— begin ENTRIES SHOWN —
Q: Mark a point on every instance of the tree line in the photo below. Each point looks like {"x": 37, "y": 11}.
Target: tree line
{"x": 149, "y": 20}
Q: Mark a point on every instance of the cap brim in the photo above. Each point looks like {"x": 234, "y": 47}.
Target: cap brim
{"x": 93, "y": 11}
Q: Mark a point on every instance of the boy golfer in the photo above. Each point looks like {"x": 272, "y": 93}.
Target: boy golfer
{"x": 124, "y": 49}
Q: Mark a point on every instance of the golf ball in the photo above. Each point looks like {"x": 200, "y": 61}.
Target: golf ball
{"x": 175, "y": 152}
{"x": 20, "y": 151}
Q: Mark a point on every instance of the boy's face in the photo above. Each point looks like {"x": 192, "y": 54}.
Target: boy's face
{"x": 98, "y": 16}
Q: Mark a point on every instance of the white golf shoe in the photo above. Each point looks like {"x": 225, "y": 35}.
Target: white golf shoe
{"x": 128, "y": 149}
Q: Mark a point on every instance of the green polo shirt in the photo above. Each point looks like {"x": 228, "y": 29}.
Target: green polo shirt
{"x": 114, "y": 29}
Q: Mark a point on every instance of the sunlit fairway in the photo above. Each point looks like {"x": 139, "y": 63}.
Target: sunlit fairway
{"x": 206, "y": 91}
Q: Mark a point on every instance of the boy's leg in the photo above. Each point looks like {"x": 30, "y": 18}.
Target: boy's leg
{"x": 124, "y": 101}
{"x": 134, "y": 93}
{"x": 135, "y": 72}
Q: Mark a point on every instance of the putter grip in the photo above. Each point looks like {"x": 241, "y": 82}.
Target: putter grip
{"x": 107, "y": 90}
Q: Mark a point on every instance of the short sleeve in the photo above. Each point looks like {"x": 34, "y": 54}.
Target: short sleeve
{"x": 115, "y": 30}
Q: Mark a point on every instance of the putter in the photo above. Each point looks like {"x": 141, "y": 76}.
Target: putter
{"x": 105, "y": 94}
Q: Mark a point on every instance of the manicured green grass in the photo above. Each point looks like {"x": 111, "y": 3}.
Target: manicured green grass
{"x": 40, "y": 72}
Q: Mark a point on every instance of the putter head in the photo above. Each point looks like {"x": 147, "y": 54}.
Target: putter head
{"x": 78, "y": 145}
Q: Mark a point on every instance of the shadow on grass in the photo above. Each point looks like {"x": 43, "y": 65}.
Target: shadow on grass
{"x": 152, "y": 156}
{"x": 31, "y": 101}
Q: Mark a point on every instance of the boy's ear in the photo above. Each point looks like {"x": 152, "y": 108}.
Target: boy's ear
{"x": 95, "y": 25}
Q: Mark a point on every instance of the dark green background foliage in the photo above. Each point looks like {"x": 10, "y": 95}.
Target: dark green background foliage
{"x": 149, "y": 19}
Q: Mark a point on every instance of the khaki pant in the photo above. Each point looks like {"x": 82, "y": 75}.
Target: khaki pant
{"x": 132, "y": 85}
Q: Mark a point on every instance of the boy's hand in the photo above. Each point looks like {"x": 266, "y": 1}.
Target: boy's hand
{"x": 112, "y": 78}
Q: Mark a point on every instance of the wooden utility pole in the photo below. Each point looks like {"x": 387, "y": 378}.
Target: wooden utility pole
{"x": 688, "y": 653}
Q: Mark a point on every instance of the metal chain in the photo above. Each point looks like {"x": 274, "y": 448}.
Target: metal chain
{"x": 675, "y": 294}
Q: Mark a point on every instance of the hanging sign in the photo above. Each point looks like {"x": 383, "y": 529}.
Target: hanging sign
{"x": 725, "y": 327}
— end ENTRIES SHOWN —
Output every line above as a Markdown table with two columns, No. and Entry, giving each row its number and omitting any blank lines.

| No. | Entry |
|---|---|
| 1 | Q: Mark a point on every instance of the tree line in the photo below. Each point looks like {"x": 37, "y": 11}. |
| 2 | Target: tree line |
| 3 | {"x": 149, "y": 20} |
| 4 | Q: Mark a point on every instance of the cap brim in the photo above. Each point looks like {"x": 234, "y": 47}. |
| 5 | Target: cap brim |
| 6 | {"x": 93, "y": 11} |
| 7 | Q: Mark a point on every instance of the boy golfer in the photo above. Each point looks like {"x": 272, "y": 93}. |
| 8 | Target: boy golfer |
| 9 | {"x": 124, "y": 49} |
| 10 | Q: Mark a point on every instance of the golf ball in the photo above. Each point looks like {"x": 200, "y": 61}. |
| 11 | Target: golf ball |
| 12 | {"x": 175, "y": 152} |
| 13 | {"x": 20, "y": 151} |
| 14 | Q: Mark a point on every instance of the boy's face in the photo above. Each point looks like {"x": 192, "y": 54}. |
| 15 | Target: boy's face |
| 16 | {"x": 98, "y": 16} |
| 17 | Q: Mark a point on every instance of the white golf shoe in the photo above. Each point looks like {"x": 225, "y": 35}. |
| 18 | Target: white golf shoe |
| 19 | {"x": 128, "y": 149} |
| 20 | Q: Mark a point on every instance of the green polo shirt in the photo above. Each point looks like {"x": 228, "y": 29}. |
| 21 | Target: green polo shirt |
| 22 | {"x": 114, "y": 29} |
| 23 | Q: Mark a point on every instance of the sunlit fairway in the photo above. Each point looks like {"x": 139, "y": 63}. |
| 24 | Target: sunlit fairway |
| 25 | {"x": 206, "y": 91} |
| 26 | Q: Mark a point on every instance of the boy's leg in the photo above. Each point looks like {"x": 30, "y": 18}. |
| 27 | Target: boy's leg |
| 28 | {"x": 124, "y": 101} |
| 29 | {"x": 134, "y": 93} |
| 30 | {"x": 135, "y": 72} |
| 31 | Q: Mark a point on every instance of the putter grip in the photo above. Each point looks like {"x": 241, "y": 82}. |
| 32 | Target: putter grip |
| 33 | {"x": 107, "y": 90} |
| 34 | Q: Mark a point on every instance of the short sleeve in the photo above. Each point looks like {"x": 34, "y": 54}. |
| 35 | Target: short sleeve |
| 36 | {"x": 115, "y": 30} |
| 37 | Q: Mark a point on every instance of the putter in the photo above. Each point looks like {"x": 141, "y": 76}. |
| 38 | Target: putter |
| 39 | {"x": 105, "y": 94} |
| 40 | Q: Mark a point on every instance of the manicured green grass in the photo above. Each point looks like {"x": 111, "y": 3}. |
| 41 | Target: manicured green grass |
| 42 | {"x": 40, "y": 72} |
| 43 | Q: Mark a point on every instance of the putter head in the photo above. Each point looks like {"x": 147, "y": 54}. |
| 44 | Target: putter head |
| 45 | {"x": 78, "y": 145} |
| 46 | Q: Mark a point on every instance of the shadow on grass in the photo above. Each point looks like {"x": 43, "y": 65}. |
| 47 | Target: shadow on grass |
| 48 | {"x": 152, "y": 156} |
| 49 | {"x": 31, "y": 101} |
| 50 | Q: Mark a point on every instance of the boy's ear in the photo above. Each point looks like {"x": 152, "y": 108}. |
| 51 | Target: boy's ear |
| 52 | {"x": 95, "y": 25} |
| 53 | Q: Mark a point on every instance of the dark green background foliage in the photo above. Each point looks like {"x": 10, "y": 95}. |
| 54 | Target: dark green background foliage |
| 55 | {"x": 149, "y": 19} |
| 56 | Q: Mark a point on every instance of the khaki pant in the photo above. Each point looks like {"x": 82, "y": 75}. |
| 57 | Target: khaki pant |
| 58 | {"x": 132, "y": 85} |
| 59 | Q: Mark a point on every instance of the boy's hand in the photo above. Each point looks like {"x": 266, "y": 1}. |
| 60 | Target: boy's hand |
| 61 | {"x": 112, "y": 78} |
| 62 | Q: Mark a point on every instance of the wooden utility pole in the photo below. Each point looks like {"x": 387, "y": 378}. |
| 63 | Target: wooden utility pole |
| 64 | {"x": 688, "y": 653} |
| 65 | Q: Mark a point on every instance of the metal chain in the photo above. Each point looks like {"x": 274, "y": 448}. |
| 66 | Target: metal chain |
| 67 | {"x": 675, "y": 294} |
| 68 | Q: Mark a point on every instance of the hanging sign in the photo above. Each point looks like {"x": 383, "y": 529}. |
| 69 | Target: hanging sign |
| 70 | {"x": 725, "y": 327} |